Provided material:
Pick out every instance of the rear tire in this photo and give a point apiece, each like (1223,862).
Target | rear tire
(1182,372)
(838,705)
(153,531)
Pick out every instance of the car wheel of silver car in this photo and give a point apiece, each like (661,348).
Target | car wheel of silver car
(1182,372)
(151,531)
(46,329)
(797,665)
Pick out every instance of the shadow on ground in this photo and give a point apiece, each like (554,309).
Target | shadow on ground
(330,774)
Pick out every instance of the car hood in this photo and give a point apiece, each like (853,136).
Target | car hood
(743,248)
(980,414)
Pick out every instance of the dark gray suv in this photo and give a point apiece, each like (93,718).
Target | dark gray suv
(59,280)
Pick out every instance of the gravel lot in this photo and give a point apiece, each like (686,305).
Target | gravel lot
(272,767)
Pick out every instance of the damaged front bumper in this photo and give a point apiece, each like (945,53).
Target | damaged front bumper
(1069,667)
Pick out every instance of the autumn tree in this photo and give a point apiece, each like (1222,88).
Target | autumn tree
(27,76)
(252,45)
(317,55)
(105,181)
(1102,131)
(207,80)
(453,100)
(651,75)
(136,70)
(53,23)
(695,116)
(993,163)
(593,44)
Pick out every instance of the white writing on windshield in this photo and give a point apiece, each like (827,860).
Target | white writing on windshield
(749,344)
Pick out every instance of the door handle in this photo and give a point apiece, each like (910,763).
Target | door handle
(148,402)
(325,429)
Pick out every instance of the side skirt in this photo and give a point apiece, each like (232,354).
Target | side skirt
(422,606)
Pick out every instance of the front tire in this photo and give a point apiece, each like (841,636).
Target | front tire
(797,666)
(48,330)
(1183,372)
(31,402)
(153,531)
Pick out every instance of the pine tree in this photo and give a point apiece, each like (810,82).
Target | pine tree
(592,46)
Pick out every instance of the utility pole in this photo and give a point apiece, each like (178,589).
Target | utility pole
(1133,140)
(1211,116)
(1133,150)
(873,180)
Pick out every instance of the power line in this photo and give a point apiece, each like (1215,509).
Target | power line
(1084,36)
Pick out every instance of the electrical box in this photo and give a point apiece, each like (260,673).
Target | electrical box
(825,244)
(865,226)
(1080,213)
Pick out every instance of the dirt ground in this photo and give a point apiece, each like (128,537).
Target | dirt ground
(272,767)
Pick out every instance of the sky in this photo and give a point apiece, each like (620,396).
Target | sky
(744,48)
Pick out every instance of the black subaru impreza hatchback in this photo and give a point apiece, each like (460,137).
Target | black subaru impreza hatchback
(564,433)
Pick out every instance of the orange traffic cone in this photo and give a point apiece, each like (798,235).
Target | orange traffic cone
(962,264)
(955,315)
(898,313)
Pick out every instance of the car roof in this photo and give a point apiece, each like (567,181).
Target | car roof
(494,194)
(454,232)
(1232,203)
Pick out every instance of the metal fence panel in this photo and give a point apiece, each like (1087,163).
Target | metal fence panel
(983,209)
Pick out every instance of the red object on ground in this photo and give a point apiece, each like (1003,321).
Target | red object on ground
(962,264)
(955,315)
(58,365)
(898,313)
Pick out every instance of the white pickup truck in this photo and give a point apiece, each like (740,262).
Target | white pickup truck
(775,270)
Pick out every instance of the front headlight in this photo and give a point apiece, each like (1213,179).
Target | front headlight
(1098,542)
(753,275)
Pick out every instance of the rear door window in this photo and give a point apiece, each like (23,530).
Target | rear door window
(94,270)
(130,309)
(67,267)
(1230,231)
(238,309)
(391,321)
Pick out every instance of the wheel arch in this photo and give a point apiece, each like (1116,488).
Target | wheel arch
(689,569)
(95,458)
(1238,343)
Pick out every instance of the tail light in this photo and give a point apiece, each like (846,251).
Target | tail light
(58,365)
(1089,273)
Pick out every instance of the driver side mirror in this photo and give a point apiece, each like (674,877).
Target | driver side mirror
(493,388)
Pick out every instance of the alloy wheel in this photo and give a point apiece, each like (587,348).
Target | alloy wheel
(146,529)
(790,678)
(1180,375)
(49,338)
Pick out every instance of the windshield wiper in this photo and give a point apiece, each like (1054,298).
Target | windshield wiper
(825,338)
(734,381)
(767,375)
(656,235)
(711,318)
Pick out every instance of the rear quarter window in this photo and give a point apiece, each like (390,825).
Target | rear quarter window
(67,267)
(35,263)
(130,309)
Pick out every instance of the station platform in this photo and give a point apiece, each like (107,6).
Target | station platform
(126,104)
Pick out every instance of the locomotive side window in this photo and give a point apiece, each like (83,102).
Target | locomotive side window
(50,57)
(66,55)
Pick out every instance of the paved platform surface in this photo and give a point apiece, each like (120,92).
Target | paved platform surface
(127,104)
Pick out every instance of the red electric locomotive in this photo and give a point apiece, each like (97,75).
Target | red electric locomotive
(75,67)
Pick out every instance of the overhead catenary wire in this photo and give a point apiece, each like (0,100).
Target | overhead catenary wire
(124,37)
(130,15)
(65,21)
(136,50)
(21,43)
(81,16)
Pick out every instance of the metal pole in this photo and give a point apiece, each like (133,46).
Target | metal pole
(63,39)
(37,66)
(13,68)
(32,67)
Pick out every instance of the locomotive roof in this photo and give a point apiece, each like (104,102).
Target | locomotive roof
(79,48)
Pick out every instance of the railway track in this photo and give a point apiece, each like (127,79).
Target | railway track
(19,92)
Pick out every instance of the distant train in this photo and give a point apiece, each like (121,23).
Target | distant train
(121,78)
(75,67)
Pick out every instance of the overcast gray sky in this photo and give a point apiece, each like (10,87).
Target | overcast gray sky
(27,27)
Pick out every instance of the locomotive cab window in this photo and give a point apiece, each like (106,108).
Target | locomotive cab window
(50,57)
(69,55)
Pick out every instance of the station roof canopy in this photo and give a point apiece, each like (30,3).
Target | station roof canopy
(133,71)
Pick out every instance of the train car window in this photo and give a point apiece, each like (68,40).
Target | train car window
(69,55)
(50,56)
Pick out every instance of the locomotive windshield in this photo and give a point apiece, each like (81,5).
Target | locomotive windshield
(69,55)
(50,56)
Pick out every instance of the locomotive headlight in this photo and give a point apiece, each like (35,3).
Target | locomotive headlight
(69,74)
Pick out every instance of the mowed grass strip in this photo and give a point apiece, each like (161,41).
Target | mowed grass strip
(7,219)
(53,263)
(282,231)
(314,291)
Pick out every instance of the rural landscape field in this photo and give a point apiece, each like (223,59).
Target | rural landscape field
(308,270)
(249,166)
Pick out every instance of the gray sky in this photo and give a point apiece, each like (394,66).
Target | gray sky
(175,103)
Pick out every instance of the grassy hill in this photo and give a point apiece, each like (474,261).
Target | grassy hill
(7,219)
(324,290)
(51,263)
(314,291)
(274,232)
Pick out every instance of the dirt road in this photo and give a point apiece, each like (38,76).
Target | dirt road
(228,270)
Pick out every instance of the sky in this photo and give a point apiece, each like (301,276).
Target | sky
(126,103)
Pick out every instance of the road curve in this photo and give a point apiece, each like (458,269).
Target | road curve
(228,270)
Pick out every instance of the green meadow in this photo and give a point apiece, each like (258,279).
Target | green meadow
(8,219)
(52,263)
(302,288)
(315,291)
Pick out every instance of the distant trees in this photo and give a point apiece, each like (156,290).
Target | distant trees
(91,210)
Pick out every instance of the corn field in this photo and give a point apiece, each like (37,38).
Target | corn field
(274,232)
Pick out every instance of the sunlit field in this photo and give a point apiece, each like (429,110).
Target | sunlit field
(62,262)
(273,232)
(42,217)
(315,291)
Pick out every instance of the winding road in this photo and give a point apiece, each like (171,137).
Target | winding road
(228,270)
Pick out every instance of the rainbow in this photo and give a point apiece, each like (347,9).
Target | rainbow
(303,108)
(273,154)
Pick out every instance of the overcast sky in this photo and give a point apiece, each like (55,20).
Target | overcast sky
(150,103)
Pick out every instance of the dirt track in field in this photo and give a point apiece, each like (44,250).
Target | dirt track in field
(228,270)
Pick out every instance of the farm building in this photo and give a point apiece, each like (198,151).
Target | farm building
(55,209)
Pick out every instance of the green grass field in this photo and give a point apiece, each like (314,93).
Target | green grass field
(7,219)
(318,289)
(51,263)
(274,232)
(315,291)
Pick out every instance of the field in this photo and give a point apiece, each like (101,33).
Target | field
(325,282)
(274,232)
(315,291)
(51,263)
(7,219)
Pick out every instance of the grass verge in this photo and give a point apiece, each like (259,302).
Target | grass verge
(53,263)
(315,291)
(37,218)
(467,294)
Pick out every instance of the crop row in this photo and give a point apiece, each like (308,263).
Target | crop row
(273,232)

Set task:
Format the lines of the listing above, from the line containing "Pick out every instance of the dirt track" through the end of the listing, as a JSON list of strings, one string per line, with blank lines omitted.

Task solution:
[
  "Pick out every instance of the dirt track in field in this photo and give a point apiece, each like (44,250).",
  "Target | dirt track in field",
  "(228,270)",
  "Pick out every instance of the farm building in this photo and give a point apiece, each like (198,151).",
  "Target | farm building",
  "(55,209)",
  "Pick out every instance of the green grass field in this photo and give a point apiece, each like (314,93).",
  "Target | green grass field",
  "(7,219)",
  "(318,289)",
  "(51,263)",
  "(274,232)",
  "(315,291)",
  "Pick out every instance of the field in this photo and give a point apiece, each like (101,33).",
  "Target | field",
  "(325,282)",
  "(274,232)",
  "(315,291)",
  "(51,263)",
  "(7,219)",
  "Pick out every instance of the grass verge in this photo and give a point apiece, each like (259,302).",
  "Target | grass verge",
  "(53,263)",
  "(315,291)",
  "(37,218)",
  "(467,294)",
  "Pick out every instance of the crop row in this photo and give a point apiece, each like (308,263).",
  "Target | crop row",
  "(273,232)"
]